* start Material for this task *

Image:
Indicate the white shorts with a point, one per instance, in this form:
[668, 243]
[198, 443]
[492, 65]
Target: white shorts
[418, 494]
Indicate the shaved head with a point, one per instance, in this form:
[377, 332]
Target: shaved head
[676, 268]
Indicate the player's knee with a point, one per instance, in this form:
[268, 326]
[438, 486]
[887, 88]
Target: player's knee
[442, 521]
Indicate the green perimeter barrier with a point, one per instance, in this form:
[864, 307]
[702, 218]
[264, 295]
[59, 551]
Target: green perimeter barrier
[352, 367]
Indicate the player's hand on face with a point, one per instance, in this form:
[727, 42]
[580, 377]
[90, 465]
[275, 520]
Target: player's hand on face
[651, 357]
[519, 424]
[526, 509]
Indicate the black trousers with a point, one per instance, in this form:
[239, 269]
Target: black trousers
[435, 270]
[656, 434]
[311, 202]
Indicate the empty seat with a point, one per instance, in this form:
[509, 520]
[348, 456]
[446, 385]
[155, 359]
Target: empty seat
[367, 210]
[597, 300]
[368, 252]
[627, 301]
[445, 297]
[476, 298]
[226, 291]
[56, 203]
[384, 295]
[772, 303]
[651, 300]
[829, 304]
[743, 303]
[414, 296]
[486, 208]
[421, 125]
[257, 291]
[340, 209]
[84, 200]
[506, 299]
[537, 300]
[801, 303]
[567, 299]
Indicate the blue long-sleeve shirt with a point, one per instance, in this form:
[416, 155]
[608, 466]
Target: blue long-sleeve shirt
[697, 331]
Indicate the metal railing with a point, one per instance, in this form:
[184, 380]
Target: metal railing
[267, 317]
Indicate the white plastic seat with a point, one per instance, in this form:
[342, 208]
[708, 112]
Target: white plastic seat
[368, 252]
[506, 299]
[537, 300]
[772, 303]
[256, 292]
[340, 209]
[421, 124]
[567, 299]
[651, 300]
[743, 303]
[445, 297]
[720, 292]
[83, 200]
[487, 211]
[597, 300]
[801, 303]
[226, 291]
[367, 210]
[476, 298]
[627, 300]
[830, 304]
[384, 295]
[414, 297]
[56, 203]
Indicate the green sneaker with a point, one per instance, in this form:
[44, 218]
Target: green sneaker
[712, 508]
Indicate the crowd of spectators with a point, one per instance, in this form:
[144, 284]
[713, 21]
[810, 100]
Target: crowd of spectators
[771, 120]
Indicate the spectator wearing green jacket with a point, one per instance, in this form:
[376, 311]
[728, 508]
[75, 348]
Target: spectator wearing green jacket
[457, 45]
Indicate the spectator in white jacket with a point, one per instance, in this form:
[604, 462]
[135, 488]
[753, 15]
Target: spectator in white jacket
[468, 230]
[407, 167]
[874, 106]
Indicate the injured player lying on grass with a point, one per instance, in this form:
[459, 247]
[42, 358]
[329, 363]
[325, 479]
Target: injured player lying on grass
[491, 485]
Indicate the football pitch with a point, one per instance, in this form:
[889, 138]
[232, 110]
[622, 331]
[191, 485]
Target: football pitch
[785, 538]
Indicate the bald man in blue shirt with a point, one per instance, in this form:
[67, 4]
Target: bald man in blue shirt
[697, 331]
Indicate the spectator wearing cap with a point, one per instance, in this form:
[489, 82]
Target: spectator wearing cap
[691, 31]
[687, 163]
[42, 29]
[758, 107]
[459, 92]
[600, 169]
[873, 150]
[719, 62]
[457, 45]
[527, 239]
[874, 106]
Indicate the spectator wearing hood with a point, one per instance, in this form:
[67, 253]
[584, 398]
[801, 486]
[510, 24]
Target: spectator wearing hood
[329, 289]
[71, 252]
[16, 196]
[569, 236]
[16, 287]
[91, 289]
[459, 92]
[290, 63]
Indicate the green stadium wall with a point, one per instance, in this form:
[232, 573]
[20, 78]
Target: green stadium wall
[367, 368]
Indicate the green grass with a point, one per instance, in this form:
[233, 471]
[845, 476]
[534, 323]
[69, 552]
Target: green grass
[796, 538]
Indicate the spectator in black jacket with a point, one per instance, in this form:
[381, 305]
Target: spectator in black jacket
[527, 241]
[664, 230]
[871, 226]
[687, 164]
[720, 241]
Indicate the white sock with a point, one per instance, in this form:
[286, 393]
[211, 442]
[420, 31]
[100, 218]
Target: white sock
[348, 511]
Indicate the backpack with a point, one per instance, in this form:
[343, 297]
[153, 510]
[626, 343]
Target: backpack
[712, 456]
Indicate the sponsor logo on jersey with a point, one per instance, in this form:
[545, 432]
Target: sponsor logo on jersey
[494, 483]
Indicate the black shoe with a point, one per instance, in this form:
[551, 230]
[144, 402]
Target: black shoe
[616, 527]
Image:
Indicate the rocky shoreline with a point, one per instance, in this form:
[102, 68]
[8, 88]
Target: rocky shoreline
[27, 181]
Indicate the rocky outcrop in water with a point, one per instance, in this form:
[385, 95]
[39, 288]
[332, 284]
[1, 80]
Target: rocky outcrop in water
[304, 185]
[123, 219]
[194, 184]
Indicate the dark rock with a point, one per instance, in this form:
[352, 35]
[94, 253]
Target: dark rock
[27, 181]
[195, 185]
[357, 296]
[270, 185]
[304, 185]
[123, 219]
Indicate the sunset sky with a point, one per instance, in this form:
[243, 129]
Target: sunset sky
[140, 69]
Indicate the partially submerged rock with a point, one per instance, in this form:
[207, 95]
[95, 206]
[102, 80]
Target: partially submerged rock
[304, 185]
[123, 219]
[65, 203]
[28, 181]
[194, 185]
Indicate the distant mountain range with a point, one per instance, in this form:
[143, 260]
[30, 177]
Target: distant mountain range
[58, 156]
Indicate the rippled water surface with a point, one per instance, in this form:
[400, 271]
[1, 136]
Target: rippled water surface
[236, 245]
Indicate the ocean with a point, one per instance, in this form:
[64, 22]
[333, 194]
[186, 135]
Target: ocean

* end Material for this task *
* start Material for this task *

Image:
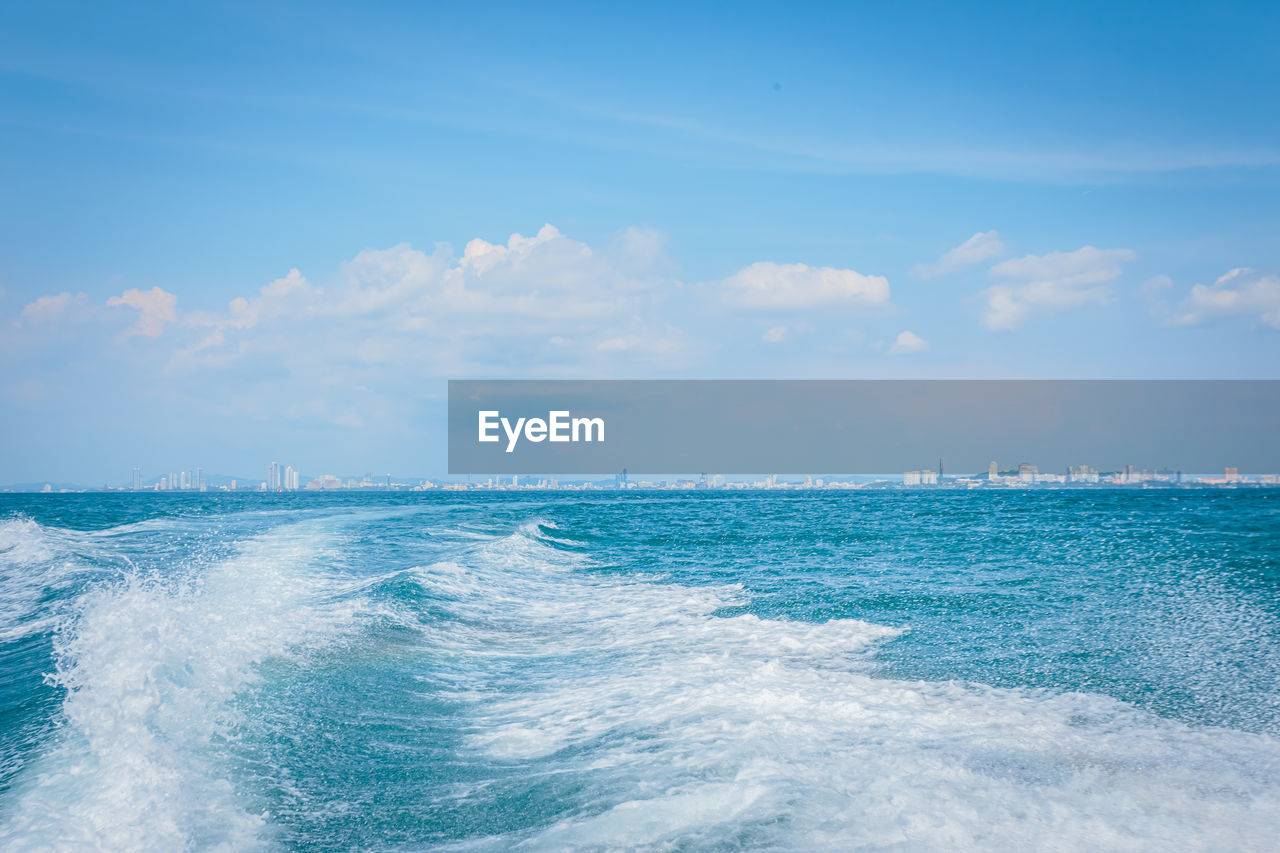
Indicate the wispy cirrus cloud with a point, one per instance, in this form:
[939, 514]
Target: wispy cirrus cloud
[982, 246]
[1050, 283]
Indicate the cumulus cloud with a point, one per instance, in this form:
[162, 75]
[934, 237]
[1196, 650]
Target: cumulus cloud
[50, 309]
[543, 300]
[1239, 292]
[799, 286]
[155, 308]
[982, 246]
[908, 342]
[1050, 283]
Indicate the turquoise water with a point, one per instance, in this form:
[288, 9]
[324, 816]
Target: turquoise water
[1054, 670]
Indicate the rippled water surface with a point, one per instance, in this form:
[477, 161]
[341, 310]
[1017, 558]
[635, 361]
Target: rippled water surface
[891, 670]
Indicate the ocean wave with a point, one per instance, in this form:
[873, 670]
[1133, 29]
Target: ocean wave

* end Material for this task *
* start Material for this task *

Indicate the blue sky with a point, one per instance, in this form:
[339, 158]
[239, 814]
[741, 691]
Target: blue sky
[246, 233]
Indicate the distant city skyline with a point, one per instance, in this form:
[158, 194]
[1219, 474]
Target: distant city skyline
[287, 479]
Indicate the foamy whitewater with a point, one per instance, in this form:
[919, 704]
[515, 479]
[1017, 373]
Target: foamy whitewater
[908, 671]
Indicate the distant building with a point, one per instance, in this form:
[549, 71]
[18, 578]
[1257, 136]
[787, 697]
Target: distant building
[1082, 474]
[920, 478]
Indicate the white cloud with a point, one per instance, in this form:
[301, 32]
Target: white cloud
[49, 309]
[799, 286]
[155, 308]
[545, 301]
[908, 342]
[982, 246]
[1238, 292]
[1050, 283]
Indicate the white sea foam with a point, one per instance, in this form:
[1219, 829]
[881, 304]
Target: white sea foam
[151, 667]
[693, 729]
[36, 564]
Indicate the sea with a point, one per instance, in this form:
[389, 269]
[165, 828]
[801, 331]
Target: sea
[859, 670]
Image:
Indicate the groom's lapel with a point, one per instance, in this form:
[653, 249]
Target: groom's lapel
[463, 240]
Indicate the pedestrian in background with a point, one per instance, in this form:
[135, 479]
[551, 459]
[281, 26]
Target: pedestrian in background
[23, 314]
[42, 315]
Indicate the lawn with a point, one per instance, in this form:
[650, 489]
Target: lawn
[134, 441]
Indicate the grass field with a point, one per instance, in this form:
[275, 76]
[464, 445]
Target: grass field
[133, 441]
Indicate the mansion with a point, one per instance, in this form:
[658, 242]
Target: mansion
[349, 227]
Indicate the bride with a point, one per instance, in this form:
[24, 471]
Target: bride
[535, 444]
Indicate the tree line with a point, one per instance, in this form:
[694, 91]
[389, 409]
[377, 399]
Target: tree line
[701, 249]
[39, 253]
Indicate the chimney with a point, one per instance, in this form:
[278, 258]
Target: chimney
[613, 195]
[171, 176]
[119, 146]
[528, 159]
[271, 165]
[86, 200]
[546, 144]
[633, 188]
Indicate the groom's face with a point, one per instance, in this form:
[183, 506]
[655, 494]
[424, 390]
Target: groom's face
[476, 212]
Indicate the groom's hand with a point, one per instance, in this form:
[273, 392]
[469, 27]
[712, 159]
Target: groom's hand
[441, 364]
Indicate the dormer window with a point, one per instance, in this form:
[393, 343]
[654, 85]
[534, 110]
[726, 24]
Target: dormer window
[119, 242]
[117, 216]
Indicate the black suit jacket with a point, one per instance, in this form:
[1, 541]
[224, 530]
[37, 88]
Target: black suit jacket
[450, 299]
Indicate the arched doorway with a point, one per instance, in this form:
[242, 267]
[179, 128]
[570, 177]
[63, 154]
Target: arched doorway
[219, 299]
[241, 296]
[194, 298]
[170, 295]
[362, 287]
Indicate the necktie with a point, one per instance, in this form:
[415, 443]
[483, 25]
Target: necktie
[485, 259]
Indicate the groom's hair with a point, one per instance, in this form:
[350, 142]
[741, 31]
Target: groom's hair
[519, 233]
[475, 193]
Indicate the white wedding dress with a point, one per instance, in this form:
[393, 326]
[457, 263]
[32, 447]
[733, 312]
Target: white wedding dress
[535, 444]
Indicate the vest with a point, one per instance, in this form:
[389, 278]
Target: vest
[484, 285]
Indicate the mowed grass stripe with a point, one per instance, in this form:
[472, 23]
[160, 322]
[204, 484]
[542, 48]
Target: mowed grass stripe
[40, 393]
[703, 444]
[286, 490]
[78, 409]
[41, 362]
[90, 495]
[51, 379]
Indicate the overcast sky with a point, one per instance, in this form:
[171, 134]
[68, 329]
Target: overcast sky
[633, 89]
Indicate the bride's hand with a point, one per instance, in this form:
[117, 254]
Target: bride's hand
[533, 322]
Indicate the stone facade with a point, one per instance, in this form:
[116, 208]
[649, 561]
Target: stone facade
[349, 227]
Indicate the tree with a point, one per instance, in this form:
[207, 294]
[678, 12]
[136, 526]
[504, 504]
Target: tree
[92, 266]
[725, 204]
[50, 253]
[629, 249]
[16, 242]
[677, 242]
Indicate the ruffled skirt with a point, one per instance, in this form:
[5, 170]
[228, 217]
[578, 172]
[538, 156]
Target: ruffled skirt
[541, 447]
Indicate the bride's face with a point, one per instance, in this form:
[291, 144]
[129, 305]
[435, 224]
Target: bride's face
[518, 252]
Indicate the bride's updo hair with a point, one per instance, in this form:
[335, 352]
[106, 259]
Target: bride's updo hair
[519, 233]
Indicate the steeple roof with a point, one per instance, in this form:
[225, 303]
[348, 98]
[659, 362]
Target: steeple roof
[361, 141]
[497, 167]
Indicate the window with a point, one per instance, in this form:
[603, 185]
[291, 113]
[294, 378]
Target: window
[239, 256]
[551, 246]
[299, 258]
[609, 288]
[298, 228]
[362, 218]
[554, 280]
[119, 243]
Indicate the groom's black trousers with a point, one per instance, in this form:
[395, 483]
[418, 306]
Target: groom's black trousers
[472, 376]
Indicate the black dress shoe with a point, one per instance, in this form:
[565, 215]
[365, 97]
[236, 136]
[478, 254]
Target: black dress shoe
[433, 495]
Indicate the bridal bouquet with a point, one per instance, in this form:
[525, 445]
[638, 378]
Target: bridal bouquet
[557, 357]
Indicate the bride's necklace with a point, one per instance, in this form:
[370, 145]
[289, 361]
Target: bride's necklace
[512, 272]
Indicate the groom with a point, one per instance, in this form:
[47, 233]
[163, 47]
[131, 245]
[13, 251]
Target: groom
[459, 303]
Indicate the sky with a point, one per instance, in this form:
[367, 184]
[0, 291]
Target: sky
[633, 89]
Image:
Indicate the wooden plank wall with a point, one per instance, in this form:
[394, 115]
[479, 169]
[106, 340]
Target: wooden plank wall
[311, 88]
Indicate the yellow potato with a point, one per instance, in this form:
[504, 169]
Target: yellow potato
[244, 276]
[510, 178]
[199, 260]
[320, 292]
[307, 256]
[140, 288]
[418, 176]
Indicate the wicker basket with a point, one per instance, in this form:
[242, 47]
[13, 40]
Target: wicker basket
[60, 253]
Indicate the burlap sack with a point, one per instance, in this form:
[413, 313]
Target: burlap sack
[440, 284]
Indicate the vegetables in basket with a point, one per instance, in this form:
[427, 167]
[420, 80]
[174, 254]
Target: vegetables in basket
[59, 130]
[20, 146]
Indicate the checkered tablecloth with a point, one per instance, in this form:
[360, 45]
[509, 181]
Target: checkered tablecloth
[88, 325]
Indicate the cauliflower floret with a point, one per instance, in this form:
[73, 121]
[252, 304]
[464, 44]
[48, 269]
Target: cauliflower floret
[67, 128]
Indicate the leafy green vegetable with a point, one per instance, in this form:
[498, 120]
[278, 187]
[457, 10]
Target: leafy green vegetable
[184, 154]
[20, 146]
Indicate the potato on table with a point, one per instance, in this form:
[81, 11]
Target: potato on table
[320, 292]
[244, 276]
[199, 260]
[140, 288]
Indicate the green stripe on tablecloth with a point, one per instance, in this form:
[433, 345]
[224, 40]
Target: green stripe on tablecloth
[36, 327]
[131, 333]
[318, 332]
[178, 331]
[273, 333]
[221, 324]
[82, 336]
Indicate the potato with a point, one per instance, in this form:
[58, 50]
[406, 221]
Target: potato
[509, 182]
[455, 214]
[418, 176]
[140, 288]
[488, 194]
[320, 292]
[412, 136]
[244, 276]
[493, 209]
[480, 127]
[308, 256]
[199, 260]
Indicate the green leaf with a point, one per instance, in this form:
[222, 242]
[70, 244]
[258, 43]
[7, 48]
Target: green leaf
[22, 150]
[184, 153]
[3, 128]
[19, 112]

* end Material for this task *

- Requirement
Extract and repeat verbatim the lines from the one containing "Indicate the turquoise" through the one containing "Target: ocean wave", both included.

- Final answer
Indicate the turquoise water with a point, one per instance, in this form:
[288, 9]
[324, 816]
Target: turquoise water
[1054, 670]
Indicate the rippled water surface with a point, one per instance, in this form:
[477, 161]
[341, 310]
[1017, 558]
[635, 361]
Target: rippled water surface
[891, 670]
Indicate the ocean wave with a point, one per instance, in this form:
[873, 670]
[1133, 29]
Target: ocean wave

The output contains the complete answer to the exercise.